### ACTIVIDAD
Transcriba con total fidelidad el fragmento del texto sobre ser mujer en Bolivia que va desde "Ser mujer en" hasta "aceptarlo como derecho.".

### TEXTO PROPORCIONADO
━━━
Ser mujer en Bolivia
Hace varias décadas mi padre me contó que vio a un individuo golpeando a una mujer en la calle. Intervino, furioso, dispuesto a destrozar al agresor. Estaba en ello cuando sintió un agudo dolor en la nuca: la mujer le había clavado el tacón de su zapato alegando que el tipo era su marido y que tenía derecho a pegarla. Problema no al margen del abuso, sino parte dramática de él: aceptarlo como derecho.
Lo triste, en Bolivia, es que en el despropósito y mentira vil del plurinacionalismo se ha azuzado desde los más altos cargos en favor del abuso, opresión, utilización de la mujer como objeto. Al menos en tres ocasiones el presidente hizo declaraciones no solo ofensivas sino atentatorias. Cuando en el caso del Isiboro-Sécure instó a los cocaleros a ir al monte a “seducir” a las indígenas para hacerles cambiar de opinión respecto de la carretera. Eso tiene un tremendo y simple nombre: violación. En otra oportunidad, abrió las puertas de los cuarteles a todos los inocentes muchachitos que embarazaban a sus parejas, el cómo sin siquiera consultarse, y acogerse al amparo de la fuerza armada para evitar la justicia, resarcimiento, responsabilidad y etcéteras. Qué mejor que allí, que en la historia nacional ha sido siempre centro de tortura y discriminación, donde se ha ejercitado represión al pueblo y jamás se ha ganado una guerra. Cómo ganarlas si desde arriba se invita al recinto a cualquier cobarde. Lógica irracional, como todo aquí.
Luego, se perora, discursea de cuánto ha avanzado la mujer en su acceso a cargos públicos en nuestro paraíso social. Cierto que hay ministros de sexo femenino, directoras, y más, pero todo ello se borra con unas cuantas coplas imbéciles que sin embargo apuntan concretamente a cómo se piensa en el país, desde el mandamás al resto. Y que en él, como ha sido siempre, el género femenino se reduce a lo que podríamos bien llamar carne de colchón.
━━━
Entradas de datos recopiladas

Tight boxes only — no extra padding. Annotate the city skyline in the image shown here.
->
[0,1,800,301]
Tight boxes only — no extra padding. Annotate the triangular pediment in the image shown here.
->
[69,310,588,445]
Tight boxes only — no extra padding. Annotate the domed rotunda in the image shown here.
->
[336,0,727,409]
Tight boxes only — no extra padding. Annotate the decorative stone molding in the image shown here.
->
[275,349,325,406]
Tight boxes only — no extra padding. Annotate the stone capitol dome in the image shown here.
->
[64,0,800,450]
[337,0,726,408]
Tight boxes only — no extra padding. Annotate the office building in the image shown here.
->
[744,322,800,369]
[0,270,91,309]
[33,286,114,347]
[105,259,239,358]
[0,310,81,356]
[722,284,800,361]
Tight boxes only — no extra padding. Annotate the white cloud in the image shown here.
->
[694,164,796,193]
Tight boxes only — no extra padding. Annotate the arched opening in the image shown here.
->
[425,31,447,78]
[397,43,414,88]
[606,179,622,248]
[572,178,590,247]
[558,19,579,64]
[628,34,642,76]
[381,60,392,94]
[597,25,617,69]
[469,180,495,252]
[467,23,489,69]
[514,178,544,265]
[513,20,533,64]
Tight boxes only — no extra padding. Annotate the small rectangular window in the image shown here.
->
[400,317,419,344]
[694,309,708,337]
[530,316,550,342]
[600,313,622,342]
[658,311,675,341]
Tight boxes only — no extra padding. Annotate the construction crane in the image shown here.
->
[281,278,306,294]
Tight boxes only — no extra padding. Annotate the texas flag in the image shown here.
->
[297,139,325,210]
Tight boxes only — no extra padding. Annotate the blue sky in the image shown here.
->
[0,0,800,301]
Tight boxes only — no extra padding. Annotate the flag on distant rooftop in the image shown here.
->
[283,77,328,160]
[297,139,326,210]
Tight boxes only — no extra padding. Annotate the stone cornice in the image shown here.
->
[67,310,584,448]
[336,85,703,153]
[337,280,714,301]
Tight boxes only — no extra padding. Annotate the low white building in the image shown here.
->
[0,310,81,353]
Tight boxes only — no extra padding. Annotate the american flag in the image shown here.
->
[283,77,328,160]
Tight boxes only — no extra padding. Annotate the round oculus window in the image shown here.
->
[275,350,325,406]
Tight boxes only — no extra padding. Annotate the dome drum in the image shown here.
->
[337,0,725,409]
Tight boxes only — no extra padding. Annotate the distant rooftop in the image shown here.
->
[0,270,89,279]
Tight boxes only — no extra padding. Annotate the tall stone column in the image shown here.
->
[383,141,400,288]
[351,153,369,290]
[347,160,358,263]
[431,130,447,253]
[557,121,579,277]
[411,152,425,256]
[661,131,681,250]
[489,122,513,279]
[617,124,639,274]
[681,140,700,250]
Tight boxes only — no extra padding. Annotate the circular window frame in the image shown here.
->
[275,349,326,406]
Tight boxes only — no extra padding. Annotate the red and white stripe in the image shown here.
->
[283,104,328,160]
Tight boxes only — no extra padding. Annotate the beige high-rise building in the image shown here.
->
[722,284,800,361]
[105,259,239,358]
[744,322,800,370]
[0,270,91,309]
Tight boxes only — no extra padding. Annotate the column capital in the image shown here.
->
━━━
### ESPACIO DE RESPUESTA
Ser mujer en Bolivia
Hace varias décadas mi padre me contó que vio a un individuo golpeando a una mujer en la calle. Intervino, furioso, dispuesto a destrozar al agresor. Estaba en ello cuando sintió un agudo dolor en la nuca: la mujer le había clavado el tacón de su zapato alegando que el tipo era su marido y que tenía derecho a pegarla. Problema no al margen del abuso, sino parte dramática de él: aceptarlo como derecho.